▶ [Problem to solve]:
If a record holds a picture, leave the picture out and copy everything else exactly.
------------------------------------
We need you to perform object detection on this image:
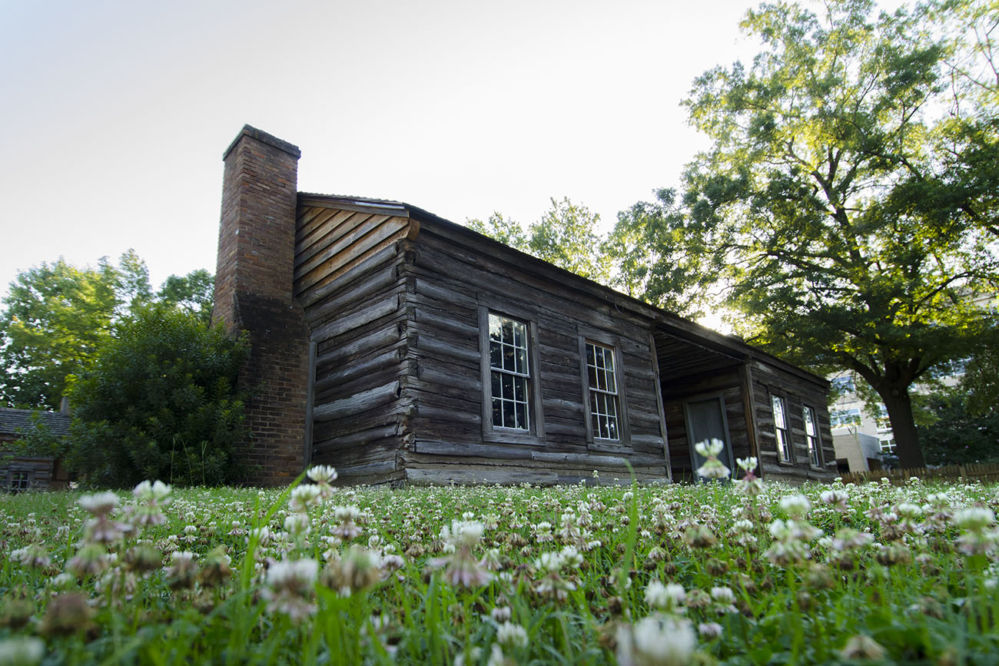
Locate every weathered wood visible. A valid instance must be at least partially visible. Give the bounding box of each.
[298,245,400,308]
[414,334,481,366]
[310,295,399,343]
[314,349,401,394]
[416,404,481,425]
[414,440,535,460]
[315,327,399,365]
[313,380,399,422]
[305,265,399,326]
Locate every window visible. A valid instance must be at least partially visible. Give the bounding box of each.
[803,405,822,467]
[9,471,30,493]
[586,342,620,440]
[488,313,531,430]
[830,408,862,429]
[831,375,855,394]
[771,395,793,463]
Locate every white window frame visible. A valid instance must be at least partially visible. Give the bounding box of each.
[585,341,621,441]
[479,307,544,443]
[771,394,793,464]
[803,404,822,468]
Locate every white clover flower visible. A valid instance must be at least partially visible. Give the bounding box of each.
[133,480,172,503]
[710,587,735,604]
[535,551,563,573]
[953,507,995,531]
[449,520,485,549]
[736,457,758,473]
[694,439,724,459]
[284,513,311,538]
[780,494,812,519]
[496,621,529,649]
[491,606,512,623]
[289,484,323,513]
[559,545,583,568]
[645,580,686,612]
[262,558,319,621]
[698,622,723,638]
[618,615,697,666]
[453,647,483,666]
[819,490,849,508]
[78,491,119,516]
[0,636,45,666]
[306,465,337,484]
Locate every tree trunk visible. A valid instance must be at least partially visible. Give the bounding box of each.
[879,388,925,469]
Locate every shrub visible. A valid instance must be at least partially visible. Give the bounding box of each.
[65,304,248,487]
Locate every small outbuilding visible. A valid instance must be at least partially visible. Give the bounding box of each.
[213,126,836,486]
[0,407,71,491]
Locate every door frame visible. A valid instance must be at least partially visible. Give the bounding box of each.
[683,392,734,477]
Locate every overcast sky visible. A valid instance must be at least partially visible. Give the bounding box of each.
[2,0,781,303]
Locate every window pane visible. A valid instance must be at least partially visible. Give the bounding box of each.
[515,402,528,430]
[803,406,816,436]
[772,395,786,429]
[503,399,515,428]
[492,398,502,427]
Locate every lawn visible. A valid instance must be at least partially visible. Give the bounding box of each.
[1,464,997,665]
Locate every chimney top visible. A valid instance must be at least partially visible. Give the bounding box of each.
[223,125,301,161]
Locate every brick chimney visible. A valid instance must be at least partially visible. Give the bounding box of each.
[213,126,310,486]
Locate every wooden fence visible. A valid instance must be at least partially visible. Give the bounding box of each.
[839,462,999,486]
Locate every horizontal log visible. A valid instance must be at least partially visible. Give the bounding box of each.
[315,327,399,365]
[531,450,667,468]
[415,334,481,365]
[416,365,481,393]
[335,460,400,478]
[305,265,399,326]
[310,295,400,342]
[417,404,481,425]
[313,424,400,449]
[542,397,584,414]
[314,349,401,393]
[313,380,400,422]
[413,306,478,338]
[413,440,534,460]
[414,278,477,309]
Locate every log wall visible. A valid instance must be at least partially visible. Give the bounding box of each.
[749,359,836,483]
[294,204,415,484]
[399,227,670,484]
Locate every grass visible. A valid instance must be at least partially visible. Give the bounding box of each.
[1,472,998,664]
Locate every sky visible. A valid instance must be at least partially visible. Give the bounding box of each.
[0,0,771,303]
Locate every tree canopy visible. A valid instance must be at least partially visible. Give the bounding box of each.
[467,197,612,284]
[609,0,998,468]
[0,254,215,409]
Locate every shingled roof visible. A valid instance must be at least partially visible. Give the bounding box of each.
[0,408,71,439]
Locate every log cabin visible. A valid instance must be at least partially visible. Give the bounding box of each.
[213,126,836,486]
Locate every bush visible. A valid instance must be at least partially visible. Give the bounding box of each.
[65,304,248,487]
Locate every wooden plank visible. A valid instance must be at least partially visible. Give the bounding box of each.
[314,349,402,394]
[310,295,399,342]
[299,221,410,294]
[298,245,400,308]
[314,327,399,366]
[304,264,399,326]
[313,380,399,422]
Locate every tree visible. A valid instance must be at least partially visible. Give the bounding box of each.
[65,303,248,488]
[607,189,715,319]
[616,0,997,468]
[0,254,215,410]
[157,268,215,324]
[467,197,613,284]
[0,259,119,409]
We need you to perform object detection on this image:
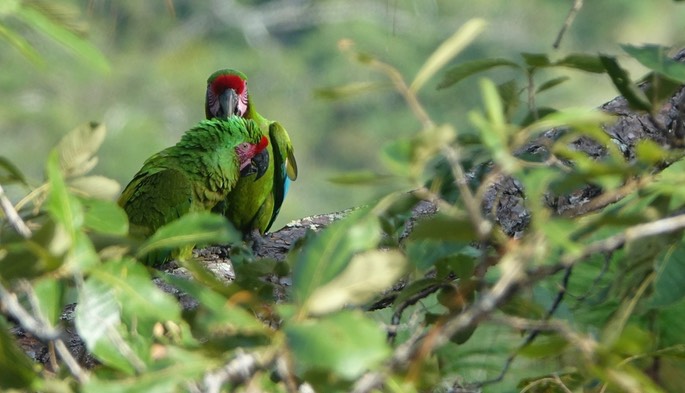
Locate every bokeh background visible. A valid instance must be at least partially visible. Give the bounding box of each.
[2,0,685,230]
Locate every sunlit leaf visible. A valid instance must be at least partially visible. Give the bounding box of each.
[75,273,133,373]
[290,211,381,310]
[55,122,106,178]
[285,310,390,380]
[46,150,84,237]
[411,18,486,92]
[69,175,121,200]
[307,249,407,314]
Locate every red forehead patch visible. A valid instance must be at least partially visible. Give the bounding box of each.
[211,74,246,95]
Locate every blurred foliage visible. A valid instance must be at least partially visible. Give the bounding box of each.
[3,1,685,392]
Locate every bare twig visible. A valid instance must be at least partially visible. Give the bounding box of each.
[0,184,31,238]
[553,0,584,49]
[0,282,89,383]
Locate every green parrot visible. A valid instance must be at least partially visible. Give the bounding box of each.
[204,69,298,237]
[118,117,269,264]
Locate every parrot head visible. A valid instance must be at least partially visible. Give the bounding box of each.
[206,69,249,119]
[237,135,269,180]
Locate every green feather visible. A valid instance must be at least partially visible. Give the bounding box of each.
[118,117,263,264]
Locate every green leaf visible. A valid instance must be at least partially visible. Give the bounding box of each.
[634,139,669,165]
[518,334,568,358]
[555,53,606,73]
[69,175,121,200]
[162,273,270,337]
[328,170,394,185]
[75,272,134,374]
[16,6,110,74]
[622,44,685,82]
[136,212,240,260]
[46,150,84,237]
[536,76,570,94]
[33,277,66,326]
[521,52,551,67]
[649,242,685,307]
[411,18,486,92]
[82,198,128,236]
[314,81,389,99]
[0,156,28,185]
[54,122,107,178]
[0,22,43,65]
[408,213,477,243]
[290,212,381,310]
[438,58,520,89]
[83,346,216,393]
[307,249,407,314]
[599,55,653,112]
[0,318,37,389]
[77,258,184,371]
[285,310,390,380]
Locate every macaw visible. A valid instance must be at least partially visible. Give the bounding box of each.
[118,117,269,264]
[204,69,298,236]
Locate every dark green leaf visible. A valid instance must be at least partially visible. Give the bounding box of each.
[0,156,28,185]
[521,52,551,67]
[622,44,685,82]
[518,334,568,358]
[437,58,519,89]
[0,318,37,389]
[599,55,653,112]
[649,242,685,307]
[285,310,390,380]
[290,211,381,310]
[555,53,606,73]
[408,213,476,243]
[137,212,240,261]
[536,76,570,94]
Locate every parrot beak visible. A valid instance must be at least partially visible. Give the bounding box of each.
------------------------------------
▶ [Response below]:
We need you to perform object detection on this image:
Locate every weathered wood visible. A valid instance must be at least partially visible. Give the bounding box of each.
[298,245,400,308]
[414,334,481,366]
[310,295,399,343]
[314,349,401,394]
[416,404,481,425]
[414,440,535,460]
[315,327,399,365]
[313,380,399,422]
[305,265,399,326]
Locate every window visible. A valid instance must be at least partially visible. Give the bounding box of each.
[803,405,822,467]
[9,471,30,493]
[586,342,620,440]
[488,313,531,430]
[830,408,862,429]
[831,375,855,394]
[771,395,793,463]
Locate every white window frame visible. A valid instance must be at least partially visible. Give the bounding box of each.
[585,341,621,441]
[479,307,544,443]
[771,394,793,464]
[803,404,822,468]
Locate every white clover flower visible. A valid instance must be at least partially visible. Give the bounding box of each.
[133,480,172,503]
[710,587,735,604]
[535,551,563,573]
[953,507,995,531]
[449,520,485,549]
[736,457,758,473]
[694,439,724,459]
[284,513,311,538]
[780,494,812,519]
[496,621,529,649]
[491,606,512,623]
[289,484,323,513]
[559,545,583,568]
[645,580,686,612]
[262,558,319,621]
[698,622,723,638]
[618,615,697,666]
[453,647,483,666]
[819,490,849,508]
[78,491,119,516]
[0,636,45,666]
[306,465,337,484]
Locate every tree trunk visible. A valid instance must be at least partially visible. Give the bounding box of each.
[879,388,925,469]
Locate every shrub visible. A valid instance must be at least partially visible. Give the bounding box of each.
[65,304,248,487]
Locate every small outbuilding visible. A valid instance must be at least partially visible. Give the bounding box of each.
[213,126,836,486]
[0,407,71,491]
Locate every door frame visible. A valid instance must be at least partially visible. Give the bounding box of each.
[683,392,734,477]
Locate every overcast sky visible. A valid instance must be at least partially visible. Give the bounding box of each.
[2,0,781,303]
Locate every window pane visible. A valid instance must be at least partially visible. Give the bounding box of each.
[515,402,528,430]
[803,406,816,436]
[772,395,786,429]
[503,399,515,428]
[492,398,502,427]
Locate every lawn visible. A valid instance must be at least partially visible. Give the bounding box of each.
[1,464,997,665]
Locate every chimney top visible. A valid instance must be at least partially visible. Give the bounding box of each.
[223,125,301,161]
Locate every brick chimney visible. A valid instance must be at least partially visible. Give the bounding box of each.
[213,126,310,486]
Locate every wooden fence visible. A valid instance must be at least partially visible. Give the bounding box of each.
[839,462,999,486]
Locate every horizontal log visible. A valid instance must be at least partially visible. Give the bounding box of each.
[315,327,399,365]
[531,450,667,468]
[415,334,481,365]
[416,365,481,393]
[335,460,400,478]
[305,265,399,326]
[310,295,400,342]
[417,404,481,425]
[313,424,400,449]
[542,397,584,414]
[314,349,401,393]
[313,380,400,422]
[413,306,478,338]
[413,440,534,460]
[414,278,477,309]
Locate every log wall visible. A valid instance must be at least partially visible. Give the bounding box of each.
[749,359,836,483]
[294,204,415,484]
[399,227,670,484]
Locate every grass visible. A valid instance must be at least partially visible. Give the bounding box of each.
[1,472,998,664]
Locate every sky visible. A valid instance must be at least partially visible. Give the bounding box of each.
[0,0,771,303]
Locate every tree canopy visible. A valid instance must be at least partially visible. Give the bounding box of each.
[467,197,612,284]
[609,0,998,468]
[0,254,215,409]
Locate every shingled roof visible. A valid instance must be at least partially visible. Give the bounding box of each.
[0,408,71,439]
Locate every log cabin visible. A valid instance must be at least partially visible. Give the bounding box of each.
[213,126,836,486]
Locate every bush visible. A valid instance must be at least partially visible. Give the bounding box of each.
[65,304,248,487]
Locate every wooden plank visible. A valid instance must be at least partially visible. Give the bounding box of each.
[314,349,402,394]
[310,295,399,342]
[299,221,410,294]
[298,245,400,308]
[314,327,399,366]
[304,264,399,326]
[313,380,399,422]
Locate every tree visible. A valid instance must be at least partially visible. Give the bounding box of each.
[65,303,248,488]
[607,189,715,319]
[616,0,997,468]
[0,254,215,410]
[157,268,215,324]
[467,197,613,284]
[0,259,119,409]
We need you to perform object detection on this image:
Locate every bokeh background visible. A valid instance must be at least partially visible. Give the bounding box of each.
[2,0,685,230]
Locate every sunlit leaf visible. A valid instance must be at least partially visible. Give the bounding box of each.
[75,273,133,373]
[290,211,381,310]
[55,122,106,178]
[285,310,390,380]
[46,150,84,237]
[411,18,486,92]
[69,175,121,200]
[307,249,407,314]
Locate every red forehead patch visible. A valid instance must be at least partially visible. Give the bounding box of each.
[211,74,246,95]
Locate every blurred foliage visible. A valid instance must be at least partially visible. Give the bounding box of each.
[3,1,685,392]
Locate every bare twig visible. A valid instance must be at least partially visible. Give the bounding box of each.
[0,184,31,238]
[553,0,584,49]
[0,282,89,383]
Locate every green parrot visible. A valid instance must be at least partially visible. Give the bounding box of each.
[204,69,298,237]
[118,117,269,264]
Locate every parrot head visible. A valid instance must be at least partially visible. Give the bounding box of each.
[206,69,249,119]
[237,135,269,180]
Locate every green feather visible. A valid instance must be at least partially visible. Give the bounding box of each.
[118,117,263,264]
Locate every green leaf visible. A valid instance must be at least partially visible. Give the bounding box of each.
[634,139,669,165]
[518,334,568,358]
[555,53,606,73]
[69,175,121,200]
[162,273,270,337]
[328,170,394,185]
[75,272,134,374]
[16,6,110,74]
[622,44,685,82]
[136,212,240,260]
[46,150,84,237]
[536,76,570,94]
[33,277,66,326]
[521,52,551,67]
[649,242,685,307]
[411,18,486,92]
[82,198,128,236]
[314,81,389,99]
[0,156,28,185]
[54,122,107,178]
[0,22,43,65]
[408,213,477,243]
[290,212,381,310]
[438,58,520,89]
[83,346,216,393]
[307,249,407,314]
[599,55,653,112]
[0,318,37,389]
[77,258,184,371]
[285,310,390,380]
Locate every macaw visible. A valid instance must be at least partially visible. Give the bounding box of each.
[118,117,269,264]
[204,69,298,236]
Locate every dark green leaf visible. A valid instance must be at least partially visible. Give the bounding box of each.
[0,156,28,185]
[521,52,551,67]
[622,44,685,82]
[518,334,568,358]
[437,58,519,89]
[0,318,37,389]
[599,55,653,112]
[649,242,685,307]
[285,310,390,380]
[290,211,381,310]
[555,53,606,73]
[408,213,476,243]
[137,212,240,261]
[536,76,570,94]
Locate every parrot beak visible. A valid instance must be at least partially visible. Give the bounding box of each.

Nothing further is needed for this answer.